_EXCERPT PROVIDED:_
+++

He paints a fairly humiliating portrait of the former New York City mayor, calling Giuliani “a man who can’t stand the fact that he was pushed out, that he’s a non-player, over the hill, he didn’t become president, his career petered out, and because of this he was willing to do anything, willing to say anything.” And he describes the former friendship between the two men as fairly transactional:
“Trump would go around saying, ‘Rudy is drunk. Rudy falls asleep. Rudy should be put out to pasture,'” Wolff detailed. “But it doesn’t make any difference, because if Rudy was the only person — and in many cases, he was — the only person saying what the president wanted to hear, he’s back in, he’s running the show.”
Of course, after Giuliani failed to win any of the dozens of cases Trump’s “legal strike force” brought against state voting bodies and tech companies like Dominion Voting Systems, the former president kicked him to the curb but both men continue to deliver unhinged rants about voter fraud and government conspiracies from their separate bunkers. This might be why Wolff decided to write his book in the first place. Yes, these men are harebrained narcissists willing to sacrifice our democracy for attention and clout, but they’re still dangerous in their own way. Constantly reminding people that they are, in fact, lunatics might be the most effective strategy to fight against them.

+++

_SUPPLIED INFORMATION:_
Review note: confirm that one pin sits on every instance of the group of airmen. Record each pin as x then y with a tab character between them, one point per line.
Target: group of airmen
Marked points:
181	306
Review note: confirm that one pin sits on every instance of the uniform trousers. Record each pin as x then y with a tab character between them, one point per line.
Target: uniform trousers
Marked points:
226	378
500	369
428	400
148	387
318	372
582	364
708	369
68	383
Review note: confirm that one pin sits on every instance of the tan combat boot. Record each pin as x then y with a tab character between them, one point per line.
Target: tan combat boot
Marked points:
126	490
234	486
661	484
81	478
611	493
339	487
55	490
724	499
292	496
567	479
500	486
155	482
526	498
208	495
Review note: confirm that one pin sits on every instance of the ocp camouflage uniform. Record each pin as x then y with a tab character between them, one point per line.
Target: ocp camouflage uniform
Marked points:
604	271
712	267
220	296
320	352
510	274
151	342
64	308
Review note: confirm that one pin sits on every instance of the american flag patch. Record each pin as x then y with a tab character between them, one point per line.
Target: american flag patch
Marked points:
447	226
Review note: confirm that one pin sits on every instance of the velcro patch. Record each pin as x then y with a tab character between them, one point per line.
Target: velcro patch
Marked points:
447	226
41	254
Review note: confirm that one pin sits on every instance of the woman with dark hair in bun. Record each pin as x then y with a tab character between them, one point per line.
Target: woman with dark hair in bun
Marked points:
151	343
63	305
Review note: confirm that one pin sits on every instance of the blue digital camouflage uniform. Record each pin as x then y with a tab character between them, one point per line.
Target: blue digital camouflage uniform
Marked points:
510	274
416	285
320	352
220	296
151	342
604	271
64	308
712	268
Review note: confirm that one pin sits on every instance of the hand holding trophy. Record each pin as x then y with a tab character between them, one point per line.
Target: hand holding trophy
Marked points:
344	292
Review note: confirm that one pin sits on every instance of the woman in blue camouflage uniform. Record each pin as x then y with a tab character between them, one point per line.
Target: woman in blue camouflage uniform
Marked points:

+++

_YOUR OBJECTIVE:_ Return the part of the Giuliani excerpt between "Of course, after" and "fight against them.", inclusive, copied word for word.

_TASK RESULT:_
Of course, after Giuliani failed to win any of the dozens of cases Trump’s “legal strike force” brought against state voting bodies and tech companies like Dominion Voting Systems, the former president kicked him to the curb but both men continue to deliver unhinged rants about voter fraud and government conspiracies from their separate bunkers. This might be why Wolff decided to write his book in the first place. Yes, these men are harebrained narcissists willing to sacrifice our democracy for attention and clout, but they’re still dangerous in their own way. Constantly reminding people that they are, in fact, lunatics might be the most effective strategy to fight against them.